▶ Exercise passage
# # # #

ATHENS, Greece (AP) — Protesters took to the streets of Athens for the seventh consecutive day Friday, vowing to maintain pressure on the government with both peaceful demonstrations and violent clashes that left one police officer engulfed in flames.
Youths pelted riot police with rocks and firebombs. One officer flailed, covered in blazing gasoline, as his colleagues rushed to extinguish him. He was ultimately unhurt.
Demonstrators in France and Germany put on shows of support for the Greeks protests, which are driven in part by the widening gap between rich and poor in a country where the minimum monthly wage is euro658 ($850), graduates have poor job prospects and the government is making painful reforms to the pension system.
“It is clear that this wave of discontent will not die down. This rage is spreading because the underlying causes remain,” said veteran left-wing politician Leonidas Kyrkos. “These protests are a vehicle with which people can claim their rights and shatter indifference and false promises.”

# # # #

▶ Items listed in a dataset
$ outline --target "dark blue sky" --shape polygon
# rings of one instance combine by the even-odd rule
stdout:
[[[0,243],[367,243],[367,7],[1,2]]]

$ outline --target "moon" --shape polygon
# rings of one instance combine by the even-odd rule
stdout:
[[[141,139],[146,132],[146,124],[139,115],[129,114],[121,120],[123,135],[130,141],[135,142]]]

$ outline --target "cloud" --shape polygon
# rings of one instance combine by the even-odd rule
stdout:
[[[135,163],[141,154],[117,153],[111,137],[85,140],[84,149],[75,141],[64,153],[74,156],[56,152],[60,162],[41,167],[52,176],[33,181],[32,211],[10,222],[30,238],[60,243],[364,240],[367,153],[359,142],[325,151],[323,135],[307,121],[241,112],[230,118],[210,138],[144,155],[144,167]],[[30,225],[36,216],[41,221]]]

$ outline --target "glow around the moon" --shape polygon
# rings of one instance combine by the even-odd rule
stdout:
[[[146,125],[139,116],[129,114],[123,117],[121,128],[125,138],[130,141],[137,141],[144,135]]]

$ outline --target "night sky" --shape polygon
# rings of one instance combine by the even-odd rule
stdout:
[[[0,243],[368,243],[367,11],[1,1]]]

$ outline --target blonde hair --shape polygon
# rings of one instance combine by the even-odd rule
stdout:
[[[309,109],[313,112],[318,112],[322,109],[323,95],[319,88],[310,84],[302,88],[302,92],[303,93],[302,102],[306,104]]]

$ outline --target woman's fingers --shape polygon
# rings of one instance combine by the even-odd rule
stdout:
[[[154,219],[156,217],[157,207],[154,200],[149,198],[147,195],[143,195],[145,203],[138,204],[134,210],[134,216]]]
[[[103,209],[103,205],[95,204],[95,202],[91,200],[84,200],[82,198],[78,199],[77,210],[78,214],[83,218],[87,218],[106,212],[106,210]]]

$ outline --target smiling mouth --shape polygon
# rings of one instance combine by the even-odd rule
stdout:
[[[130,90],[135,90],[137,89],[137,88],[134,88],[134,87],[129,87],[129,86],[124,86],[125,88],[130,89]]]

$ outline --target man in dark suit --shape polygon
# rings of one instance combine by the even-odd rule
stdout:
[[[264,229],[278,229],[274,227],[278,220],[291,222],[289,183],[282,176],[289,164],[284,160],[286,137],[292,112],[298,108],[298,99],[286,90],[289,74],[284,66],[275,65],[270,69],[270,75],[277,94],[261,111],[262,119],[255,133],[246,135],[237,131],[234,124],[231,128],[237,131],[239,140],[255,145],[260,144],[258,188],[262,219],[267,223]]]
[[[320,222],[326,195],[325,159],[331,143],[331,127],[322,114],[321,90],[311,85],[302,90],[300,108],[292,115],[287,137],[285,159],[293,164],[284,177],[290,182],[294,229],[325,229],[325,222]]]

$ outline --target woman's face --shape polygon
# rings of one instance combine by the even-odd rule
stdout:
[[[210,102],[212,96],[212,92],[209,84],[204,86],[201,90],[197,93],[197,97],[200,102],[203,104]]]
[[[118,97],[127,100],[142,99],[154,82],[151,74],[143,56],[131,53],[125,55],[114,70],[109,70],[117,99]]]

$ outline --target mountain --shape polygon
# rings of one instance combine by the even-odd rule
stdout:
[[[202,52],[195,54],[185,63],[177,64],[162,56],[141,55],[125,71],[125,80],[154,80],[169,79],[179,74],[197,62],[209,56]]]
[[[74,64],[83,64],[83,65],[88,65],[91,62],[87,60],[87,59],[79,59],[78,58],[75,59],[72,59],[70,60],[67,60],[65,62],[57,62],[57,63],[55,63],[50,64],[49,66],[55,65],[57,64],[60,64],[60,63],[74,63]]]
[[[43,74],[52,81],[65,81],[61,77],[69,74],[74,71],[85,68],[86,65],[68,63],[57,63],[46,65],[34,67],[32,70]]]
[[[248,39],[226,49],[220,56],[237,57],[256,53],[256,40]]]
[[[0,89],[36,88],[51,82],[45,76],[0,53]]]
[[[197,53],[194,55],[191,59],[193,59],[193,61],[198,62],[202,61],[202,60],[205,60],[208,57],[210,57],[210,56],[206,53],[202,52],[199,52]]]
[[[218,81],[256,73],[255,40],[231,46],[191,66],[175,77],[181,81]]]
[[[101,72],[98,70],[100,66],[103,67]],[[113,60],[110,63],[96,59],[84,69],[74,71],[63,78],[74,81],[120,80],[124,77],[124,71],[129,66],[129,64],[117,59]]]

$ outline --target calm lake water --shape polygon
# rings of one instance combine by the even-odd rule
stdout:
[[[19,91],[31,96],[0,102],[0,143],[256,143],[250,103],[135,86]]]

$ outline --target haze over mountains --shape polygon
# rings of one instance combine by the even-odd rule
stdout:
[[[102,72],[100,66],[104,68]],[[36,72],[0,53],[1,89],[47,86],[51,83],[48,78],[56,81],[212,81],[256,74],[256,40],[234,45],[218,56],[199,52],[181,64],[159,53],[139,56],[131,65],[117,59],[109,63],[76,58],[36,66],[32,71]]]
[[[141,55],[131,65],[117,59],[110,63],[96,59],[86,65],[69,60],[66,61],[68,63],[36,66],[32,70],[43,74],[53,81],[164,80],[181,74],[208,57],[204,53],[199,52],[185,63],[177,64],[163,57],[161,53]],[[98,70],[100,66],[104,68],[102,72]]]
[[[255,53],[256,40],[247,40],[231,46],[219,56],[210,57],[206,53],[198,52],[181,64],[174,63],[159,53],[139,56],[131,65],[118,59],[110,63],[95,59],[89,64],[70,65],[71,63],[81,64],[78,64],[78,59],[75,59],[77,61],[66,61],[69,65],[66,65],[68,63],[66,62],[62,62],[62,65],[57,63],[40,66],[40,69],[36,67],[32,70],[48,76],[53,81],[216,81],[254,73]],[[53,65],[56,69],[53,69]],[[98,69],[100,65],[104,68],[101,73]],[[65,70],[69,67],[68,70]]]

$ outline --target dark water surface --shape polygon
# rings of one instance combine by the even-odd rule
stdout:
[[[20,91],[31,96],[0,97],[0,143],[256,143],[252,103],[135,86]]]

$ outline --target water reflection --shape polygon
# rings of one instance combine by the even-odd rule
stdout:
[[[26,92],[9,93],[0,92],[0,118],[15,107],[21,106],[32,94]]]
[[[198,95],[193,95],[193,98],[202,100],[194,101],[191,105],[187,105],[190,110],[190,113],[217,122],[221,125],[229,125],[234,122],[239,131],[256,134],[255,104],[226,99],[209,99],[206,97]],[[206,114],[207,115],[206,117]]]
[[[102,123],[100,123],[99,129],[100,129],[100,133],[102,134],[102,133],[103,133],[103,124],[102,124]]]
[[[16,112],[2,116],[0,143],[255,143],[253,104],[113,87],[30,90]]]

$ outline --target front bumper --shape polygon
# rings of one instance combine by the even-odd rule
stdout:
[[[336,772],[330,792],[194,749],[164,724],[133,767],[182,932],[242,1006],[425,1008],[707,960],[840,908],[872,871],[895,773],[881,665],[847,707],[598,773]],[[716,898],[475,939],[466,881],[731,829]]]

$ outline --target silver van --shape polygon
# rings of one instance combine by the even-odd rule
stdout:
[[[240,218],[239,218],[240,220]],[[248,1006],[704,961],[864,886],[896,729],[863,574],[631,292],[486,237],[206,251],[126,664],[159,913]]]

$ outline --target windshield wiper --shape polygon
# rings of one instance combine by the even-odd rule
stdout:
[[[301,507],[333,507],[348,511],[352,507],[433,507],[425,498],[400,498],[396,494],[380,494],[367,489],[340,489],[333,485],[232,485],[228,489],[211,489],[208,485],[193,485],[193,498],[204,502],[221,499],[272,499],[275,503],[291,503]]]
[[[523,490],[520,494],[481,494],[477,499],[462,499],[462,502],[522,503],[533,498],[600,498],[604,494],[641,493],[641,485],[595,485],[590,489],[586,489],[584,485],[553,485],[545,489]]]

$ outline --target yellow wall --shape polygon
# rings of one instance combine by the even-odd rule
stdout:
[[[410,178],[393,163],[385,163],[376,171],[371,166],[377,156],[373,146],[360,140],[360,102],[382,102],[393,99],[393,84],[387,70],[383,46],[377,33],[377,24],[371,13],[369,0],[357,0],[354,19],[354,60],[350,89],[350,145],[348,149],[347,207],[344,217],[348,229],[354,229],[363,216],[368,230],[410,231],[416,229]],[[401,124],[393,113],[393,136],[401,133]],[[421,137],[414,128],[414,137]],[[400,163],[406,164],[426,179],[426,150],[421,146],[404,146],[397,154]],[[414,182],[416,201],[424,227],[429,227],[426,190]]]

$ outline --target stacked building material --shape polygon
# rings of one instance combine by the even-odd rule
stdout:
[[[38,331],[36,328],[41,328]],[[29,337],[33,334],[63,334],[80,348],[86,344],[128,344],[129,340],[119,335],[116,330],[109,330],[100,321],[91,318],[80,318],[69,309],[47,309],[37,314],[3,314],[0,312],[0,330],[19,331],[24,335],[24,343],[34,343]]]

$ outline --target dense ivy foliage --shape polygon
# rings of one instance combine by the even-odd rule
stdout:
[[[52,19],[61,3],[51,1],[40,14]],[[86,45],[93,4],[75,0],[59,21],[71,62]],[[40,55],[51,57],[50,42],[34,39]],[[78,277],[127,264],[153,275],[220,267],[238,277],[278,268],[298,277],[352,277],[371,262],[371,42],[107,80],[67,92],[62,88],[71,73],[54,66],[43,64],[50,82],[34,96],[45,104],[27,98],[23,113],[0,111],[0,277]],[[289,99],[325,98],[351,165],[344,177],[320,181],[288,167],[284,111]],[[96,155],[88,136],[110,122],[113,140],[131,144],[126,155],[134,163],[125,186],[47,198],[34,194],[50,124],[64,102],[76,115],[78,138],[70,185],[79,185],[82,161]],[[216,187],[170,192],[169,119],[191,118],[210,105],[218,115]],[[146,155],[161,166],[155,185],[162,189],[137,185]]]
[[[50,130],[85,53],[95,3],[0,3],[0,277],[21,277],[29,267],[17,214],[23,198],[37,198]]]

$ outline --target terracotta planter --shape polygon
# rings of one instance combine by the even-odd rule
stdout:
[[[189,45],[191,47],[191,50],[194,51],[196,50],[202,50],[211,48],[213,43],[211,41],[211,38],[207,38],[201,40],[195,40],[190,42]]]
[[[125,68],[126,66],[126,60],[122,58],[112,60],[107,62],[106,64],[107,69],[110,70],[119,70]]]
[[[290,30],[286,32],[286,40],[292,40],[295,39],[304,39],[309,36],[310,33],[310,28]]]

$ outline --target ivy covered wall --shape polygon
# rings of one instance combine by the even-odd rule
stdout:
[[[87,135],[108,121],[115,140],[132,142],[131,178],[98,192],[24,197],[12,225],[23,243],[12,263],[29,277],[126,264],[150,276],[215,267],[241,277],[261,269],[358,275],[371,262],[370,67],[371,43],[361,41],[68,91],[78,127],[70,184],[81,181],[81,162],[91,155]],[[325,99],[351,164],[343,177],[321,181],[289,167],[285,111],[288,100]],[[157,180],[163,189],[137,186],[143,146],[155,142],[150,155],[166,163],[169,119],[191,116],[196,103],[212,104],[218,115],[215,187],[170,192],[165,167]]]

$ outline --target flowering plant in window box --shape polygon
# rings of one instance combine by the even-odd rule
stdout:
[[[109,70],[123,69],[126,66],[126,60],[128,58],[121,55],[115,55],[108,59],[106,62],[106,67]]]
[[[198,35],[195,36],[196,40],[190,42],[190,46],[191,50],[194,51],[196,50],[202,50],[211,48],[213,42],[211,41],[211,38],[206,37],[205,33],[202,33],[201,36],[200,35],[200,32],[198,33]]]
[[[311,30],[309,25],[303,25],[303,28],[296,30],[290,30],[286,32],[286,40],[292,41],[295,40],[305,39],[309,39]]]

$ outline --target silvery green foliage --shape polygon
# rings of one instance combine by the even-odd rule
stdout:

# # # #

▶ What you will do
1. Using the news report on the Athens protests, decide whether each statement agrees with it: (a) The police officer caught in burning gasoline was badly hurt. (b) Greece's minimum monthly wage is euro658. (c) Demonstrators in Italy showed support for the Greek protests. Answer yes or no for each, and quote the words from the report that decide it.
2. Write the next part of the news report on the Athens protests, starting after its last sentence.

▶ Answers to this exercise
1.
(a) No: "He was ultimately unhurt."
(b) Yes: "the minimum monthly wage is euro658 ($850)"
(c) No: "Demonstrators in France and Germany put on shows of support for the Greeks protests"

2.
Beleaguered Prime Minister Costas Karamanlis ruled out early elections, however, saying from Brussels, Belgium that the country needs a steady hand to steer it through the global financial crisis.
“That is my concern and the concern and the priority of the government, and not scenarios about elections and successions,” he said.
“We must make a very clear distinction between the overwhelming majority of the Greek people who of course have every right to express their sorrow at the death of a young boy, and the minority of extremists who take refuge in acts of extreme violence.”
Dozens of people have been treated in hospitals during the unrest, sparked last Saturday by the death of 15-year-old Alexandros Grigoropoulos.
The level of violence has abated but tear gas and the smoke from burned cars still hang in the air in central Athens. Hundreds of businesses have been burned or smashed and looted in cities across Greece. Banks in particular have been targeted, with terrified employees fleeing as protesters smashed recently replaced windows of branches along central Syntagma Square.
“Financial targets are being attacked, like banks, to prove a point of economic oppression … some people hardly have enough eat,” said Constantinos Sakkas, a 23-year-old protest organizer.
“We’re against the attacks on small stores,” he added. “The purpose of all this is for our demands to be heard. This just isn’t for us. It’s for everyone.”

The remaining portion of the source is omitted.